■ **ASSIGNED TASK A**
In the news digest, give back everything from "INTERNATIONAL NEWS" down to "of Chinese soldiers.", updated so that "Ladakh" reads "eastern Ladakh".
■ **ASSIGNED TASK B**
Translate this sentence from the news digest into Spanish: "This was agreed to at the 20th meeting of the Working Mechanism for Consultation and Coordination on India-China Border Affairs (WMCC) held via video link on Friday."

[TEXT SHOWN]

E) Covid Watch: Numbers and Developments.

The number of coronavirus cases reported from India stood at 99,95,968 with the death toll at 1,45,066. Getting vaccinated for Covid-19 will be voluntary, the Union Health Ministry has said, while underlining that the vaccine introduced in India will be as effective as any vaccine developed by other countries. The ministry further stated that it was advisable to receive a complete schedule of the anti-coronavirus vaccine irrespective of past history of infection with Covid-19 as this will help in developing a strong immune response against the disease. Vaccination for Covid-19 is voluntary. However, it is advisable to receive the complete schedule of the vaccine for protecting oneself against this disease and also to limit the spread of this disease to close contacts, including family members, friends, relatives and co-workers, the ministry said in response to a question on whether it is mandatory to take the shot.

INTERNATIONAL NEWS 

A) India, China agree to hold next round of military talks on LAC. 

India and China on Friday agreed to hold another round of talks between senior military commanders to take forward the slow-moving process of disengagement on the Line of Actual Control (LAC). This was agreed to at the 20th meeting of the Working Mechanism for Consultation and Coordination on India-China Border Affairs (WMCC) held via video link on Friday. The WMCC is ordinarily convened twice a year since the mechanism was launched in 2012 with the aim of ensuring peace on the borders, but has now met six times since June this year, following the unprecedented crisis in Ladakh erupted in early May. This followed multiple transgressions by the People’s Liberation Army (PLA) and a clash in Galwan Valley mid-June that claimed the lives of 20 Indian soldiers and an unknown number of Chinese soldiers.

B) In historic pick, Biden taps Native American Deb Haaland as interior secretary.

[/TEXT SHOWN]
[EXTRACTED MATERIAL]

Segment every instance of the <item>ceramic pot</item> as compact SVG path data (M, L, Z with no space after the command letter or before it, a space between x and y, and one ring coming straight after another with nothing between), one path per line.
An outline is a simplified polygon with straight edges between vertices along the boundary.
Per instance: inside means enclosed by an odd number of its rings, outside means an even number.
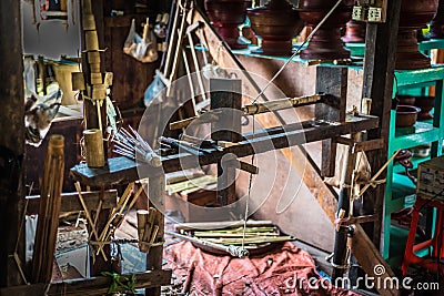
M440 0L435 18L431 22L431 29L428 31L428 38L431 39L443 39L443 25L444 25L444 0Z
M341 38L345 43L365 42L365 22L349 21L345 28L345 34Z
M436 13L438 0L403 0L397 31L396 64L400 70L423 69L431 59L417 48L416 30L424 27Z
M300 0L297 11L305 25L315 28L336 3L335 0ZM317 30L306 49L301 51L305 60L349 59L350 51L341 40L341 28L352 18L353 0L343 0L332 16Z
M286 0L271 0L264 7L249 9L248 16L251 29L262 38L262 53L291 55L291 40L304 23Z
M421 109L413 105L397 105L396 108L396 127L407 127L415 124L417 113Z
M231 49L245 49L239 42L239 25L245 21L251 0L205 0L205 11L218 33Z
M414 105L416 98L413 95L396 95L400 105Z
M430 112L435 106L435 96L417 96L415 106L421 108L417 120L431 120L433 115Z

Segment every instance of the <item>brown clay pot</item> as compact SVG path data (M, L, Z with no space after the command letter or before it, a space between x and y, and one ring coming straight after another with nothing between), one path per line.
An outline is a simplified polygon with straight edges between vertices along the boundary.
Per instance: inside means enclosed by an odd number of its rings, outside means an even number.
M314 28L335 3L335 0L300 0L299 16L305 25ZM342 1L313 35L306 49L301 51L302 59L340 60L350 58L350 51L344 48L341 40L341 28L352 18L353 3L353 0Z
M443 39L443 27L444 27L444 0L440 0L435 18L431 22L431 29L427 38L431 39Z
M245 49L239 42L239 25L245 21L251 0L205 0L205 11L218 33L231 49Z
M396 127L412 126L416 122L417 113L421 109L413 105L397 105L396 108Z
M417 120L431 120L433 115L430 112L435 106L435 96L417 96L415 106L421 108Z
M365 22L349 21L345 28L345 34L341 38L345 43L365 42Z
M416 30L424 27L436 13L438 0L403 0L397 31L396 64L400 70L423 69L431 59L417 48Z
M290 55L291 39L301 32L304 23L286 0L271 0L264 7L248 10L251 29L262 38L261 53Z

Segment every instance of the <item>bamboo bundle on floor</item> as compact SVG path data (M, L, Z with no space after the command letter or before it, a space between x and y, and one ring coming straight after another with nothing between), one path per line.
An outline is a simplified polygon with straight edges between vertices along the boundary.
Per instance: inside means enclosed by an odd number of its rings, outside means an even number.
M44 161L32 263L34 283L50 283L63 185L64 139L52 135Z

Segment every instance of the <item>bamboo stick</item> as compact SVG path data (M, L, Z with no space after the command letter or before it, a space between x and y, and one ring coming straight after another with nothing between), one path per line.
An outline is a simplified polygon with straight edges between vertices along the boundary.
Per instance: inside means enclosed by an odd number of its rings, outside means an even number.
M210 242L223 245L241 245L241 244L264 244L264 243L279 243L294 241L293 236L278 236L278 237L246 237L243 238L208 238Z
M64 137L52 135L48 144L41 185L39 220L32 263L34 283L50 283L63 185Z
M83 211L84 211L84 215L87 216L88 223L90 223L90 225L91 225L91 231L95 235L95 239L99 242L99 234L98 234L97 228L95 228L95 223L94 223L94 221L92 220L92 217L90 215L90 211L88 211L87 204L84 203L84 200L83 200L83 196L82 196L82 188L80 187L80 183L75 182L74 186L75 186L75 190L77 190L77 192L79 194L79 201L82 204L82 207L83 207ZM108 261L107 255L104 254L102 248L100 251L102 253L103 259L107 262ZM98 255L99 255L99 253L98 253Z
M151 242L151 238L153 237L153 231L155 228L154 226L158 226L158 232L159 232L159 225L154 225L157 215L158 215L158 210L155 210L154 207L150 207L148 210L147 222L143 225L143 236L141 239L141 244L139 244L139 248L141 252L145 252L145 253L149 252L150 248L147 246L145 243ZM154 238L155 238L155 236L154 236Z
M112 223L112 220L114 218L115 213L118 212L119 207L121 207L123 204L127 203L127 200L128 200L128 197L130 196L133 186L134 186L134 183L130 183L130 184L127 186L125 191L124 191L123 194L122 194L122 197L121 197L121 198L119 200L119 202L118 202L118 205L117 205L114 208L112 208L112 211L111 211L111 213L110 213L110 216L109 216L109 218L108 218L108 222L107 222L107 224L105 224L105 226L104 226L102 233L101 233L100 236L99 236L99 239L98 239L99 242L104 242L104 238L107 238L107 236L108 236L108 229L110 228L110 225L111 225L111 223ZM99 249L97 251L95 255L99 255L99 252L101 252L102 248L103 248L103 245L99 245Z
M193 223L181 223L174 225L174 229L178 231L193 231L193 229L232 229L232 228L241 228L243 227L243 221L219 221L219 222L193 222ZM246 221L246 226L273 226L271 221Z
M104 165L104 151L102 132L99 129L84 130L84 149L87 165L91 167L101 167Z
M139 242L142 242L142 239L143 239L143 234L145 232L145 224L147 224L147 220L148 220L148 214L149 214L149 212L147 210L138 210L138 212L137 212Z

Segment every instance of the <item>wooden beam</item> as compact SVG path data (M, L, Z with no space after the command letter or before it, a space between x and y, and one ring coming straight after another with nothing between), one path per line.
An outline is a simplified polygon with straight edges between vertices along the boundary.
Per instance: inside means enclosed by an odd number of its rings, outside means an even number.
M97 208L100 200L99 194L100 194L99 191L82 192L82 196L84 198L84 203L87 204L88 208ZM102 208L114 207L117 204L117 198L118 198L117 190L105 191L103 194ZM27 215L38 214L40 196L39 195L27 196L27 201L28 201ZM79 201L79 194L77 192L62 193L62 203L60 206L60 213L62 214L77 211L83 211L83 207Z
M211 123L211 139L232 143L242 140L242 81L238 79L211 79L211 110L222 112L220 120ZM216 202L224 206L235 202L235 167L223 156L218 161Z
M24 202L24 94L21 2L0 1L0 286L23 283L13 254L24 263L24 235L20 229ZM8 226L6 226L8 225ZM22 235L20 235L22 234ZM18 242L19 241L19 242ZM18 247L16 249L16 244ZM21 265L21 264L20 264ZM23 266L20 266L22 268ZM12 295L12 294L11 294Z
M396 278L396 276L365 234L362 226L356 224L353 226L353 229L351 238L349 238L349 245L361 267L373 278L374 287L376 287L379 294L383 296L401 295L400 290L389 285L392 283L391 279Z
M154 239L154 243L160 243L163 241L164 222L165 222L163 215L163 213L165 213L165 205L164 205L165 175L161 173L154 177L150 177L148 191L149 191L148 197L150 201L150 206L154 206L158 210L157 216L154 218L154 225L159 226L159 231ZM150 248L150 253L147 254L147 269L148 271L162 269L162 258L163 258L163 245L152 246ZM160 296L161 295L160 286L147 289L145 295Z
M396 37L400 22L401 0L387 2L385 23L367 23L365 42L365 63L362 96L372 99L371 114L381 119L380 127L369 132L367 140L383 139L381 150L369 152L372 172L377 172L387 160L390 111L392 108L393 79L396 54ZM381 178L385 177L385 173ZM372 193L364 195L364 201L374 203L373 212L379 218L374 223L372 239L380 246L385 184L379 185ZM363 213L373 214L373 213ZM390 222L389 222L390 223Z
M134 288L150 288L170 285L171 269L148 271L137 273ZM120 280L125 282L124 277L131 275L121 275ZM50 285L33 284L23 286L13 286L0 288L0 296L64 296L64 295L84 295L99 296L105 295L111 285L111 277L98 276L82 279L65 279L63 282L52 282ZM46 290L48 289L47 294Z
M347 92L347 68L346 67L317 67L316 68L316 93L327 93L334 96L337 108L326 104L315 105L316 120L327 122L345 121ZM322 141L321 176L332 177L335 173L336 143L334 139Z
M349 116L344 123L326 124L316 126L313 124L311 127L304 130L295 130L289 133L278 133L268 136L253 137L248 141L242 141L239 145L230 146L223 151L214 150L213 152L200 156L199 161L201 165L208 165L216 163L223 154L233 153L238 157L251 155L253 152L263 153L270 150L279 150L292 145L300 145L303 143L316 142L327 137L336 137L344 134L356 133L364 130L371 130L376 127L379 124L377 118L356 118ZM305 139L304 139L304 136ZM265 144L263 144L265 143ZM272 145L271 145L272 144ZM254 146L254 149L253 149ZM195 157L186 153L174 154L162 157L162 165L164 173L171 173L181 171L182 163L188 163L186 157ZM190 162L191 163L191 162ZM104 184L119 184L124 182L133 182L142 177L149 177L159 174L162 170L154 170L150 166L150 170L143 170L144 164L138 164L132 160L124 157L110 159L107 167L92 169L85 164L79 164L71 169L71 176L80 181L82 184L91 186L101 186ZM140 172L147 173L147 176L138 175L138 167ZM132 178L132 180L131 180ZM323 182L317 184L322 186Z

[/EXTRACTED MATERIAL]

■ **OUTPUT A**
INTERNATIONAL NEWS 

A) India, China agree to hold next round of military talks on LAC. 

India and China on Friday agreed to hold another round of talks between senior military commanders to take forward the slow-moving process of disengagement on the Line of Actual Control (LAC). This was agreed to at the 20th meeting of the Working Mechanism for Consultation and Coordination on India-China Border Affairs (WMCC) held via video link on Friday. The WMCC is ordinarily convened twice a year since the mechanism was launched in 2012 with the aim of ensuring peace on the borders, but has now met six times since June this year, following the unprecedented crisis in eastern Ladakh erupted in early May. This followed multiple transgressions by the People’s Liberation Army (PLA) and a clash in Galwan Valley mid-June that claimed the lives of 20 Indian soldiers and an unknown number of Chinese soldiers.

■ **OUTPUT B**
Esto se acordó en la 20.ª reunión del Mecanismo de Trabajo para la Consulta y Coordinación sobre Asuntos Fronterizos entre India y China (WMCC), celebrada por videoconferencia el viernes.